Document segment
======
China's Product Safety Offensive

♠ Posted by Emmanuel in , at 7/21/2007 12:32:00 AM
Killer pet food...killer cough syrup...killer tires...the news nowadays seems to focus on the dangers posed by products emanating from the Middle Kingdom. As the world's largest exporter of goods, the Chinese are understandably keen on clearing the taint that products Made in China suffer from widespread safety issues. The Chinese leadership is taking a dual approach to this issue according to the International Herald Tribune by increasing regulatory standards and emphasizing that 99% of Chinese exports are safe:
After months of worrisome product-safety recalls and reports about problem Chinese goods, Beijing has gone on the offensive, trying to show that regulators here are moving swiftly to ease global worries about the quality and safety of exports from China.

On Friday, the government acknowledged that several Chinese companies had exported seafood tainted with banned chemicals to the United States. Regulators said they had not caught the problem because several seafood suppliers were not registered with the government's quality inspectors.

Regulators in Beijing also said they had revoked the licenses of three companies that had exported tainted pet food ingredients and mislabeled drug ingredients to the United States and other parts of the world.

Those products have been blamed for injuring or killing thousands of pets in the United States and also killing and injuring people in Panama and Haiti.

"The Chinese government pays great attention to addressing flaws in product quality, especially the quality of food products," Li Changjiang, an official with the General Administration of Quality Supervision, Inspection and Quarantine, said at a Beijing news conference Friday, according to the official Xinhua press agency.

The announcements came amid a flurry of activity from the government this month, mostly aimed at combating growing criticism of the Made in China label following reports about tainted toothpaste, defective tires, exploding cellphone batteries and toys coated with lead.

Although regulators have often disputed claims that Chinese exports are particularly troubled, Beijing recently adopted a double-barreled approach to dealing with the problem: on one hand, the government is promising sweeping regulatory changes; at the same time, Beijing officials are insisting that 99 percent of the goods that China exports meet quality standards and that the foreign media is exaggerating the extent of the problem.
======
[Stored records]
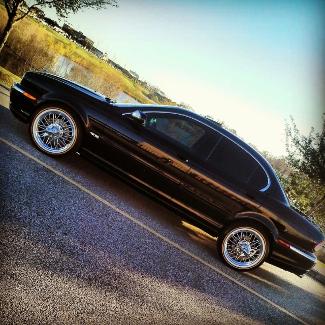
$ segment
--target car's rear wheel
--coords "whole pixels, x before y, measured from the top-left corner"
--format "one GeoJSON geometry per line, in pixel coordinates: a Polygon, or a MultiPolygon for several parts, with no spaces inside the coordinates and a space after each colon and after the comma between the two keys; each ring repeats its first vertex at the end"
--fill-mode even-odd
{"type": "Polygon", "coordinates": [[[82,128],[72,110],[48,105],[38,110],[29,123],[29,136],[37,148],[50,155],[75,152],[80,145],[82,128]]]}
{"type": "Polygon", "coordinates": [[[259,267],[269,253],[269,242],[265,231],[248,223],[231,225],[218,236],[217,243],[222,261],[238,271],[259,267]]]}

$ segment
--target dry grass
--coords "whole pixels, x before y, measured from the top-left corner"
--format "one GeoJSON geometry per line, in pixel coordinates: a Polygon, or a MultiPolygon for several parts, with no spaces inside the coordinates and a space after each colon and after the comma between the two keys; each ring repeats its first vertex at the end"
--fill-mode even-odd
{"type": "MultiPolygon", "coordinates": [[[[0,3],[0,32],[8,19],[4,6],[0,3]]],[[[150,103],[143,94],[148,92],[133,80],[114,69],[92,54],[67,40],[54,30],[26,17],[11,32],[7,43],[21,56],[39,69],[50,72],[94,89],[115,99],[121,91],[143,103],[150,103]],[[74,67],[55,62],[63,55],[75,62],[74,67]]],[[[0,53],[0,66],[21,77],[30,66],[4,47],[0,53]]]]}

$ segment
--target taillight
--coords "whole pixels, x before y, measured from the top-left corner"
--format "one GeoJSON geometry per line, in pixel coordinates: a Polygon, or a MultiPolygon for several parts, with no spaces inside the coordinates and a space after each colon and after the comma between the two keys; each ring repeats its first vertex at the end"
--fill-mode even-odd
{"type": "Polygon", "coordinates": [[[26,97],[28,98],[30,98],[31,100],[32,100],[33,101],[35,101],[36,99],[34,96],[30,95],[28,92],[25,92],[22,94],[24,95],[24,96],[26,96],[26,97]]]}
{"type": "Polygon", "coordinates": [[[289,244],[287,243],[285,243],[283,240],[281,240],[281,239],[279,239],[279,242],[280,244],[282,244],[282,245],[284,245],[285,246],[288,247],[288,248],[290,248],[290,245],[289,245],[289,244]]]}
{"type": "Polygon", "coordinates": [[[314,252],[317,252],[320,249],[321,249],[321,247],[325,243],[325,240],[323,240],[322,242],[320,242],[318,244],[316,244],[314,247],[313,251],[314,252]]]}

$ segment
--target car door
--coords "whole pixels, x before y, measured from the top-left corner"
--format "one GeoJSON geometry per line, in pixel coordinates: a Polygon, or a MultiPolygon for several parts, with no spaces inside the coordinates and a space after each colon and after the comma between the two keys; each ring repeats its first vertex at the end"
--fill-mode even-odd
{"type": "Polygon", "coordinates": [[[196,148],[209,135],[209,128],[188,117],[146,111],[139,124],[132,112],[107,123],[101,139],[102,157],[131,178],[168,199],[197,159],[196,148]]]}
{"type": "Polygon", "coordinates": [[[225,218],[253,211],[266,198],[267,175],[248,152],[214,131],[197,152],[198,159],[172,200],[215,229],[225,218]]]}

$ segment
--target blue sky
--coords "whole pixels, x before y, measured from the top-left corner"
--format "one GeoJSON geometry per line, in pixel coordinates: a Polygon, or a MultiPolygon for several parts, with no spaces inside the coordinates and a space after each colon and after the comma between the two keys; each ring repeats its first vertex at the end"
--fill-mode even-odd
{"type": "Polygon", "coordinates": [[[171,99],[275,155],[290,115],[305,134],[320,131],[325,1],[117,2],[68,22],[171,99]]]}

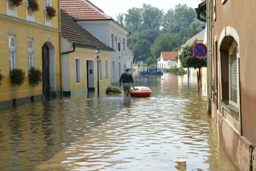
======
Tasks
a) Condense the paragraph of the blog post on Chinese product safety that begins "Although regulators have often disputed" into a shorter version that keeps its main facts.
b) Write what comes next in the blog post on Chinese product safety, picking up after its final paragraph.

Results for each task
a) Chinese regulators have often disputed that the country's exports are especially troubled. Beijing has recently taken a two-pronged approach: it promises sweeping regulatory changes, and it insists that 99 percent of Chinese exports meet quality standards and that the foreign media is exaggerating the problem.

b)
In recent weeks, the government has said it would overhaul food and drug safety regulations and has conducted nationwide quality and safety inspections. This month, Beijing executed the former head of the State Food and Drug Administration, sentenced another former drug regulator to death and even began offering foreign journalists tours of government safety labs and Chinese factories that the government says it believes meet international standards.

And after initially criticizing the U.S. Food and Drug Administration for banning Chinese toothpaste made with diethylene glycol, saying the chemical ingredient was entirely safe to consume, Beijing regulators reversed course, announcing recently that diethylene glycol would soon be banned from use in Chinese-made toothpaste.

The chemical, which is sometimes used to make antifreeze, was blamed for killing children and others who consumed cough medicine accidentally laced with the chemical, which had been used as a cheap substitute for glycerine.

"This shows the seriousness of the matter," J. Bruce Jacobs, a professor of Asian languages and studies at Monash University, in Melbourne, said of the government's responses this month. "It seems that the evidence is overwhelming and if they want to keep exports growing, they've got to do something..."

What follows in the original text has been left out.